WHAT IS BEING ASKED> How many lines of the material below contain the string "parts"? Case counts. Reply with the number alone.

DATASET ENTRIES>
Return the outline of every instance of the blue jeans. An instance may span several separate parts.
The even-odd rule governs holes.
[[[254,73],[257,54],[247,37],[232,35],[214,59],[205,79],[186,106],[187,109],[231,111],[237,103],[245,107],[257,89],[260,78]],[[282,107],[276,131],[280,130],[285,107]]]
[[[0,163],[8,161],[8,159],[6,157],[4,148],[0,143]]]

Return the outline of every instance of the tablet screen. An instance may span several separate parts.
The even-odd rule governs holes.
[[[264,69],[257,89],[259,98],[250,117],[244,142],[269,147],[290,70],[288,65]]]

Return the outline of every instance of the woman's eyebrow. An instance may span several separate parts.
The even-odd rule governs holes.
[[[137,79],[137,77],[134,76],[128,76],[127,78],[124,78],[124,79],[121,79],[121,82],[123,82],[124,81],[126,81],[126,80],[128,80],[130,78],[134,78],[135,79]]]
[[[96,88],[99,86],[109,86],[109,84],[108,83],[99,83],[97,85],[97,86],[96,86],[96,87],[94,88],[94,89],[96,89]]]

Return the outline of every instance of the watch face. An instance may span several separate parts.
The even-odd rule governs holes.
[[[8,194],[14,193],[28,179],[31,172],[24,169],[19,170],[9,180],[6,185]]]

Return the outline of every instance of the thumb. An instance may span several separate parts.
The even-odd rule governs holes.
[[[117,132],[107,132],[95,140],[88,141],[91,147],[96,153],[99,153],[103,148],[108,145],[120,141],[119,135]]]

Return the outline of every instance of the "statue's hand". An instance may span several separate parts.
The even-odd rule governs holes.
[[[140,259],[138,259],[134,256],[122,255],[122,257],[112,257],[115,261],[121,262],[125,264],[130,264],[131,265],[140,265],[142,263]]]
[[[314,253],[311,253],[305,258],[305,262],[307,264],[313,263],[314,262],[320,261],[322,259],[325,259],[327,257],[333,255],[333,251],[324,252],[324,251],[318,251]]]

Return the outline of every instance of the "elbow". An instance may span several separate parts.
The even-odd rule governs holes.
* * *
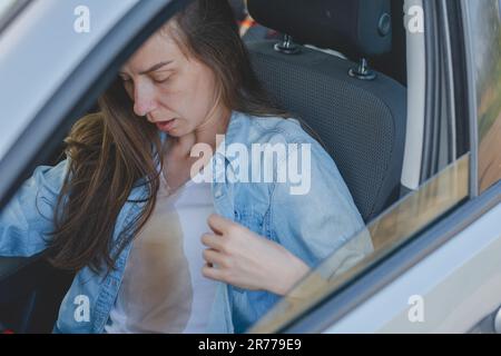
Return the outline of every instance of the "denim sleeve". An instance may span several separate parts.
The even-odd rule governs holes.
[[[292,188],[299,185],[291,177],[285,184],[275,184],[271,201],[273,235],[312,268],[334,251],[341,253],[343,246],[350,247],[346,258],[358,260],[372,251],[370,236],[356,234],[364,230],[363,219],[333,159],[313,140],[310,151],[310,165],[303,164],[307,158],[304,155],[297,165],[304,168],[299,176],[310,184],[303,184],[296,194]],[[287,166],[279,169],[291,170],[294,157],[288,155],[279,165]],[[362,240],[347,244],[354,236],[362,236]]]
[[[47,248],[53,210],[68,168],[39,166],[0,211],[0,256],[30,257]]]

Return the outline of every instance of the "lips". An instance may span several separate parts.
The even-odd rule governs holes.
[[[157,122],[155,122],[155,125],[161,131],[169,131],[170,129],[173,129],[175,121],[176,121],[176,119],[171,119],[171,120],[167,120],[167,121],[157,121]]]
...
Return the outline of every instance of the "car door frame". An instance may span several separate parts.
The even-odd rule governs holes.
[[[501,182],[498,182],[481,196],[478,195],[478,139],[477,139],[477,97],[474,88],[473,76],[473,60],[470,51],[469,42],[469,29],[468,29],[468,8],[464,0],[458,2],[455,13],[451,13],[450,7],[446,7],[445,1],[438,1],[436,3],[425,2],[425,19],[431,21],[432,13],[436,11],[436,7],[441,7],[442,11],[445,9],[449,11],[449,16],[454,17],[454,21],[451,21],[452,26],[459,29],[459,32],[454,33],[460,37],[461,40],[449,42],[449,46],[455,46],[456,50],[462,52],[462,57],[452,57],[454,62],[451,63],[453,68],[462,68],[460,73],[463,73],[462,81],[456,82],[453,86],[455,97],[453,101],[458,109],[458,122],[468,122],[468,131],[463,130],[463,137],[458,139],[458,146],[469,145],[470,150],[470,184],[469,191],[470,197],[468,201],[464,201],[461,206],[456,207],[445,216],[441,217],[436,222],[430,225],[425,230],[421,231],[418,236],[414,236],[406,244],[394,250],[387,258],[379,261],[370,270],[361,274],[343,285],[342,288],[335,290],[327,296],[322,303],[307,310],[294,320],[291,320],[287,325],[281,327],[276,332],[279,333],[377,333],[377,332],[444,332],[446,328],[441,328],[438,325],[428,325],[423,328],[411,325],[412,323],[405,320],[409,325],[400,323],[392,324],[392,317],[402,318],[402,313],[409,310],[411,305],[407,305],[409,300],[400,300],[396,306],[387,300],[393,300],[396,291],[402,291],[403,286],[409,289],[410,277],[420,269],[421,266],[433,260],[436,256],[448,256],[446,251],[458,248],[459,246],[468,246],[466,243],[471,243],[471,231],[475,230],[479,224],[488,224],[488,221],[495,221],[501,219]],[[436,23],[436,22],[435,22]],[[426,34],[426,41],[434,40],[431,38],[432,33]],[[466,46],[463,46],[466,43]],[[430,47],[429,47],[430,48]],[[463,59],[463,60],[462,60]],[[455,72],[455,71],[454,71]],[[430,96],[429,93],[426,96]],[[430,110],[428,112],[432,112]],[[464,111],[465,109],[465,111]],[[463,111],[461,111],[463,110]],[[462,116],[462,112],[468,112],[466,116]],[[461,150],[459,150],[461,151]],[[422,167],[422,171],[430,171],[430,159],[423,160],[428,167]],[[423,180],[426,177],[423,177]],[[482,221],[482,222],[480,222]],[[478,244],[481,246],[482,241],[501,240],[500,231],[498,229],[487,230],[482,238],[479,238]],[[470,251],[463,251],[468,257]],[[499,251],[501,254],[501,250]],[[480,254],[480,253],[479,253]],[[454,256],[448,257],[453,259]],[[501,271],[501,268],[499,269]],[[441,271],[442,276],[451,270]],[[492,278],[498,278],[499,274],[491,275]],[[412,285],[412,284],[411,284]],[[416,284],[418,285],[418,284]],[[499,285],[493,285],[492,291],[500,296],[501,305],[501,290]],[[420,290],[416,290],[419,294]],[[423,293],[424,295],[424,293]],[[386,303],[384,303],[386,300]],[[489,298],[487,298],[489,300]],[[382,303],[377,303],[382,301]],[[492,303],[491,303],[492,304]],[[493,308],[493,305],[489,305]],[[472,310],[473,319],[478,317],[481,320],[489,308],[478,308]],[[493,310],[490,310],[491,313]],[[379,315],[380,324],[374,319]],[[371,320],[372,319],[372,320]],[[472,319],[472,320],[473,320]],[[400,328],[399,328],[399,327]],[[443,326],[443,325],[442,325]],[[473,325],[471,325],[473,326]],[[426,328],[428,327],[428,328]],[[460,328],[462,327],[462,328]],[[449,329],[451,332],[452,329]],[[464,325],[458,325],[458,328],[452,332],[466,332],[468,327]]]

SOLUTION TO THIS PROBLEM> 10